# Given task:
Rewrite these records, replacing every occurrence of "green tree foliage" with "tree canopy" and leaving all other text unchanged.

# Provided records:
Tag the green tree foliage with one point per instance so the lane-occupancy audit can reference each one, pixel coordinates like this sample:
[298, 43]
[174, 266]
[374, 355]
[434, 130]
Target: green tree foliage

# Correct answer:
Tag the tree canopy with one point per instance so the lane-occupancy audit can reference each one, pixel coordinates like this sample:
[298, 43]
[174, 266]
[374, 355]
[434, 130]
Target: tree canopy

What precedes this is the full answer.